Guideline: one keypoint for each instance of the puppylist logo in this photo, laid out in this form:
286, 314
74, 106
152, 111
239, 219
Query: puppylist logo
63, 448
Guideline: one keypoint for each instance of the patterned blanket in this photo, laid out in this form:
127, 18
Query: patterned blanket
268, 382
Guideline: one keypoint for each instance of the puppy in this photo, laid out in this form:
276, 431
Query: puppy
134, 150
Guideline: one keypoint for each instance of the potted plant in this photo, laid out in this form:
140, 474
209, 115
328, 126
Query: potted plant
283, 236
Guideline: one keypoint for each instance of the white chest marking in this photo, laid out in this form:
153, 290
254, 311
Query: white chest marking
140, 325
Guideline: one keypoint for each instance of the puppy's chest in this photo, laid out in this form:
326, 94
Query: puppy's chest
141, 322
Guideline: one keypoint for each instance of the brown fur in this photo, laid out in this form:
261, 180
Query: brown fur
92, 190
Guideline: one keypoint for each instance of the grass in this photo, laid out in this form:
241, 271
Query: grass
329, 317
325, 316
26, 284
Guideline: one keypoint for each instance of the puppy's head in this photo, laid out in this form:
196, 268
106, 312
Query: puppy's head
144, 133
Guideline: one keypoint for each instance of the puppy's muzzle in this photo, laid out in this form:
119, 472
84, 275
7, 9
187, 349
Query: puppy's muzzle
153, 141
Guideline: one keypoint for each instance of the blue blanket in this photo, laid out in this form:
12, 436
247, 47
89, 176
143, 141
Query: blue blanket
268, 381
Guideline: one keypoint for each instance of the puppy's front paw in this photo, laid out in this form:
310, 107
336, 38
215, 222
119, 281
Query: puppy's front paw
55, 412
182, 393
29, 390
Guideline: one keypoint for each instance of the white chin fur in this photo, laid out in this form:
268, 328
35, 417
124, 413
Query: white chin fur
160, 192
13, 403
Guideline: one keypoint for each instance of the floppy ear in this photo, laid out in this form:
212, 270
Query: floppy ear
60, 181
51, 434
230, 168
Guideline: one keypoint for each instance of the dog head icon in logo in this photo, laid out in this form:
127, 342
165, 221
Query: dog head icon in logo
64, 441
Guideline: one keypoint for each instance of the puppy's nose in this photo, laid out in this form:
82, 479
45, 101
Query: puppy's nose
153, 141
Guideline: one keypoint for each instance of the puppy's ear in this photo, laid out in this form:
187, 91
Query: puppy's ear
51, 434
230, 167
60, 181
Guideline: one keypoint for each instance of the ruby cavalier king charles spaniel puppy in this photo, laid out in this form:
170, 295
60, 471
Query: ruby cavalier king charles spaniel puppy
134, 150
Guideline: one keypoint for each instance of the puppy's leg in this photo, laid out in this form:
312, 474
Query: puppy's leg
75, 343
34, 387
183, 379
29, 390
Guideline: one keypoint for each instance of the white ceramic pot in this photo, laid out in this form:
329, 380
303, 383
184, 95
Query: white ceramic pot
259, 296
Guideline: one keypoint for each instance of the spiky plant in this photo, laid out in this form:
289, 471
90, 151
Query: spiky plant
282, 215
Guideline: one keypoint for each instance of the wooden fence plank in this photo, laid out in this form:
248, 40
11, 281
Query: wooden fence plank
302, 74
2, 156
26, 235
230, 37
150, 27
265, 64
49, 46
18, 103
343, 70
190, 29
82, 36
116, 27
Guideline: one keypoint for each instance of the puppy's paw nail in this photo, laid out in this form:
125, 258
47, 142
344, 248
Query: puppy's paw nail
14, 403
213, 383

+++

» **Description of the task**: All of the material must be given again exactly.

» **Written solution**:
Guideline: one keypoint for each instance of the puppylist logo in this photo, laid out in this form:
286, 314
74, 106
152, 111
239, 219
Query: puppylist logo
63, 448
Guideline: one keypoint for each instance of the patterned blanket in this photo, laid out in this form:
127, 18
Query: patterned blanket
268, 382
Guideline: one keypoint for each instance of the puppy in this photo, laid out in this form:
276, 431
Query: puppy
134, 150
Guideline: one keypoint for each instance of the potted plant in this photo, laid out in this form:
140, 474
209, 115
328, 126
Query: potted plant
283, 236
Guideline: one keypoint for each instance of the white chest marking in this photo, laid out in this form:
153, 290
254, 311
Query: white chest marking
140, 325
Guideline: one keypoint for each instance of the puppy's chest in this photo, laid out in this form:
326, 94
Query: puppy's chest
141, 322
Guideline: one keypoint for each instance of the brown fur in this photo, laid out in this form:
261, 180
Query: brown fur
92, 190
Guideline: one keypoint for each instance of the grass in this photo, laid out in this form:
241, 271
Query: grass
329, 317
325, 316
26, 284
Guideline: one keypoint for each instance of the puppy's head in this photo, laid out in this form:
196, 268
106, 312
Query: puppy's head
144, 133
Guideline: one keypoint for each instance of the puppy's muzzle in this photo, laid out in this form:
119, 472
84, 275
7, 9
187, 349
Query: puppy's muzzle
153, 141
Guideline: one keypoint for each instance of the blue blanket in this photo, laid out in this form:
12, 436
247, 47
89, 176
143, 141
Query: blue blanket
268, 381
Guideline: one keypoint for each instance of the puppy's front paw in this photo, laid out in this form:
310, 107
336, 38
215, 222
119, 281
Query: puppy's front paw
55, 412
182, 393
29, 390
Guideline: one keypoint for each instance of the white chin fur in this photo, laid out in this form:
268, 328
35, 417
124, 413
Query: white chin fur
160, 192
13, 403
Guideline: one keypoint for each instance of the floppy ear in this photo, laid out in this form:
212, 270
Query: floppy ear
60, 181
51, 434
230, 168
Guideline: one keypoint for each instance of the dog head icon in logo in this photo, laid out in this form:
127, 342
165, 221
Query: dog head icon in logo
64, 441
Guideline: one keypoint for each instance of the puppy's nose in this photo, laid out in this form:
82, 479
45, 101
Query: puppy's nose
153, 141
Guideline: one keypoint for each instance of the puppy's ear in this photo, laid out in this form:
187, 91
Query: puppy's ear
51, 434
230, 167
60, 181
Guideline: one keypoint for each instance of the ruby cavalier king charles spaniel puppy in this photo, laid out in this form:
170, 295
60, 471
Query: ruby cavalier king charles spaniel puppy
134, 150
Guideline: one keypoint for each instance of the puppy's leg in this photo, laid out in this form:
312, 474
Query: puppy's leg
75, 343
34, 387
183, 379
29, 390
Guideline: one keypoint for each instance of the white ceramic pot in this photo, laid out in this form:
329, 380
303, 383
184, 95
Query: white ceramic pot
259, 296
Guideline: one keypoint for each instance of the spiky plant in this photo, laid out in this form:
289, 471
90, 151
Query: spiky plant
282, 215
Guideline: one keypoint for each instance of the wooden fence plank in this photo, laid out in this form:
248, 40
11, 281
Query: wooden fence plank
302, 74
2, 156
26, 235
230, 37
150, 27
265, 64
49, 46
18, 103
343, 70
190, 29
82, 36
116, 27
Guideline: one keypoint for each instance of the puppy's paw nail in this photo, laid out in this form:
125, 258
47, 142
344, 248
Query: puppy's paw nail
14, 403
213, 383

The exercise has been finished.